> [Given exercise] Collect every line in the items below that contains the word "nose", and copy each of those lines in full.

(Pointing and labeling entries)
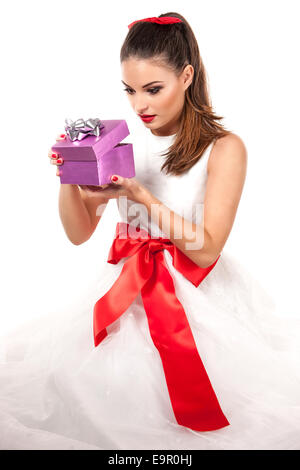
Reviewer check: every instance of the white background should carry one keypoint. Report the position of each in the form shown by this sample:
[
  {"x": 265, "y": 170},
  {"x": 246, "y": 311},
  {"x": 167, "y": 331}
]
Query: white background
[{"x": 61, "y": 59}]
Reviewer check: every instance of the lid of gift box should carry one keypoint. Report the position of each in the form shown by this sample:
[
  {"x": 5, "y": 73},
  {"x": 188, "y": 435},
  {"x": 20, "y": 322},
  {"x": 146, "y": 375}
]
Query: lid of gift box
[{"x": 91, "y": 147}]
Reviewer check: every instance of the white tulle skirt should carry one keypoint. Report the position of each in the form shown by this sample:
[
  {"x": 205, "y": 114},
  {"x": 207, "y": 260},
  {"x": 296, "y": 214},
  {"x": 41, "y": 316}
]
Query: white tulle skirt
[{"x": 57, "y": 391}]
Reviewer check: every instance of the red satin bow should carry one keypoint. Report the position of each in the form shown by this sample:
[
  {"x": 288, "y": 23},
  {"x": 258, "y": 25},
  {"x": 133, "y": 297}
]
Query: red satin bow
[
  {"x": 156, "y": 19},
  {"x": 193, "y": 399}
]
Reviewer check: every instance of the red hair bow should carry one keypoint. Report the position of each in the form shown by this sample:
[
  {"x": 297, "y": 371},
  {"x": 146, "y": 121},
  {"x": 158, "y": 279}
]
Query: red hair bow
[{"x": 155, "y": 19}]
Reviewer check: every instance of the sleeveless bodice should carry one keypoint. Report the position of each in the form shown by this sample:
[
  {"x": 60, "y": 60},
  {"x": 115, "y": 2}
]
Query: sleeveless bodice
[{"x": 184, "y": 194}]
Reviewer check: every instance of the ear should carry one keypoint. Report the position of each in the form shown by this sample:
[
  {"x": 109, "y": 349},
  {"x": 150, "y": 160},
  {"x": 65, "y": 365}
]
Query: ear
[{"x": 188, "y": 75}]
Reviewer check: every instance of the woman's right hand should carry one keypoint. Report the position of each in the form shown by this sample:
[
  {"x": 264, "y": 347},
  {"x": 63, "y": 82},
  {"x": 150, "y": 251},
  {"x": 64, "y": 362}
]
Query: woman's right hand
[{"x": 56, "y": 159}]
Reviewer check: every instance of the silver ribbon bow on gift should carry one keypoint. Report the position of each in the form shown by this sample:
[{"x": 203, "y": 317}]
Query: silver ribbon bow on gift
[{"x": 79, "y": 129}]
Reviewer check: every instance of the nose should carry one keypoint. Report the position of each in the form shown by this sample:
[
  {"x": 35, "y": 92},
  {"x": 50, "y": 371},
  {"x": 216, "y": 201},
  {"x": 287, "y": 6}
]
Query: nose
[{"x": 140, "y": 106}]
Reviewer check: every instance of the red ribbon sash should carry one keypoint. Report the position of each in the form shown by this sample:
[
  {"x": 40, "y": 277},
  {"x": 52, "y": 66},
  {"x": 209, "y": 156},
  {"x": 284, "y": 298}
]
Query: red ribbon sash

==

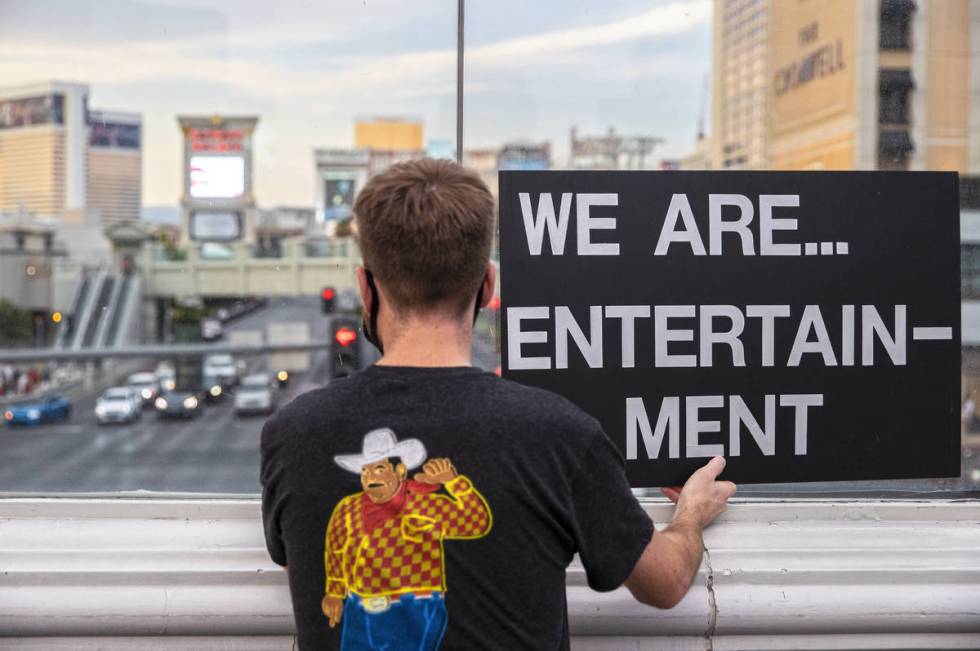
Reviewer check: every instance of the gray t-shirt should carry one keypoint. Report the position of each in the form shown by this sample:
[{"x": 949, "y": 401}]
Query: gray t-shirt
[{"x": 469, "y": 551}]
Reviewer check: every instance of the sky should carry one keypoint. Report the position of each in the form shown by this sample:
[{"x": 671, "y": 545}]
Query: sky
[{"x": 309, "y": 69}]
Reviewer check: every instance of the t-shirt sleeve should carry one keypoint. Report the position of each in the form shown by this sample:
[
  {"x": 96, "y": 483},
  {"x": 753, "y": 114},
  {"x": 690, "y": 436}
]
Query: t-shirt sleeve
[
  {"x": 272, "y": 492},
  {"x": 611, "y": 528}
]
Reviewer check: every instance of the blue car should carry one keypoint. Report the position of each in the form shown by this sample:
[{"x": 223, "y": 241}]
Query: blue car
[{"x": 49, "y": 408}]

* * *

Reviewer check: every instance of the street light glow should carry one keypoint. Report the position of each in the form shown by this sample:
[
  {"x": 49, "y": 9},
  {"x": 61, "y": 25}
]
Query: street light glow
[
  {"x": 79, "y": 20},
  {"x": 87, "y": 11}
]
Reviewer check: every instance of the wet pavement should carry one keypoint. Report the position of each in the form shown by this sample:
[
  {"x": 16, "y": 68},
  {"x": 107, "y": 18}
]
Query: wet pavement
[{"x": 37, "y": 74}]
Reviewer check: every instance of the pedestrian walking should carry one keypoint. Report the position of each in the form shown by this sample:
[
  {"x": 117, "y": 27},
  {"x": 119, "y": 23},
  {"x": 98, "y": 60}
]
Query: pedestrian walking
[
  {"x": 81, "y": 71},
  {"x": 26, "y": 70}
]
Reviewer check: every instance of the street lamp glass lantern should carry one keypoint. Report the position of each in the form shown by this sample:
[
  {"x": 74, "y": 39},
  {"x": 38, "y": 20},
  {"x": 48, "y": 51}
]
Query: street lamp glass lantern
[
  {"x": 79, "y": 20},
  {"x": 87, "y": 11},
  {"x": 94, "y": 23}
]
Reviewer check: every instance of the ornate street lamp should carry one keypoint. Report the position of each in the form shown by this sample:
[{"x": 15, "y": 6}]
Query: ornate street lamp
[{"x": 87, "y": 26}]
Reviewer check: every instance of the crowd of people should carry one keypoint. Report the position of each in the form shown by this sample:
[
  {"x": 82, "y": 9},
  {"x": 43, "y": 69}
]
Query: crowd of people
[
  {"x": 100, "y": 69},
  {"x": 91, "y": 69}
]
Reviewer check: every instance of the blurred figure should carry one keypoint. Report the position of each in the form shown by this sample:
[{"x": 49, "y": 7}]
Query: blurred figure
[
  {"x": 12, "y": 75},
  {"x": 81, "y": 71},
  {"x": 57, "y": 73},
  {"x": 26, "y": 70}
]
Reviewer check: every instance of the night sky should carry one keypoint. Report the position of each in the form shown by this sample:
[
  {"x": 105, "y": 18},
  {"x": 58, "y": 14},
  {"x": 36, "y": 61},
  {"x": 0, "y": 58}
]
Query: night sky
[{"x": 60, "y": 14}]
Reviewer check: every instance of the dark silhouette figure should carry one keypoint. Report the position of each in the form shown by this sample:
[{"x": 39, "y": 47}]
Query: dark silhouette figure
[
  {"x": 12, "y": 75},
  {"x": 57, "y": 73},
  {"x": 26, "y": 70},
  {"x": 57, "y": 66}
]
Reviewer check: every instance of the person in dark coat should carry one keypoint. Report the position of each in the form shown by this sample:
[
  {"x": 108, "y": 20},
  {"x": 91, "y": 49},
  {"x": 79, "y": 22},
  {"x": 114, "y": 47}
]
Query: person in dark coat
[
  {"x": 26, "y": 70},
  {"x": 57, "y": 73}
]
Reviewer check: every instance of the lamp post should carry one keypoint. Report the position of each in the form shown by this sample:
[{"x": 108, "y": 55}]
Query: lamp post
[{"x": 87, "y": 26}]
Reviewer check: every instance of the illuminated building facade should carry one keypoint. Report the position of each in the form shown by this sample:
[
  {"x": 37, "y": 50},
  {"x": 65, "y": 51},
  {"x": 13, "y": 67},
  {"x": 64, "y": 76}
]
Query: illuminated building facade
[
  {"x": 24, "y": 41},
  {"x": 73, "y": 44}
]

> [Answer to this task]
Reviewer check: every instance of the nose should carry one keypoint. Report the position of each in the form shown by this sample:
Query: nose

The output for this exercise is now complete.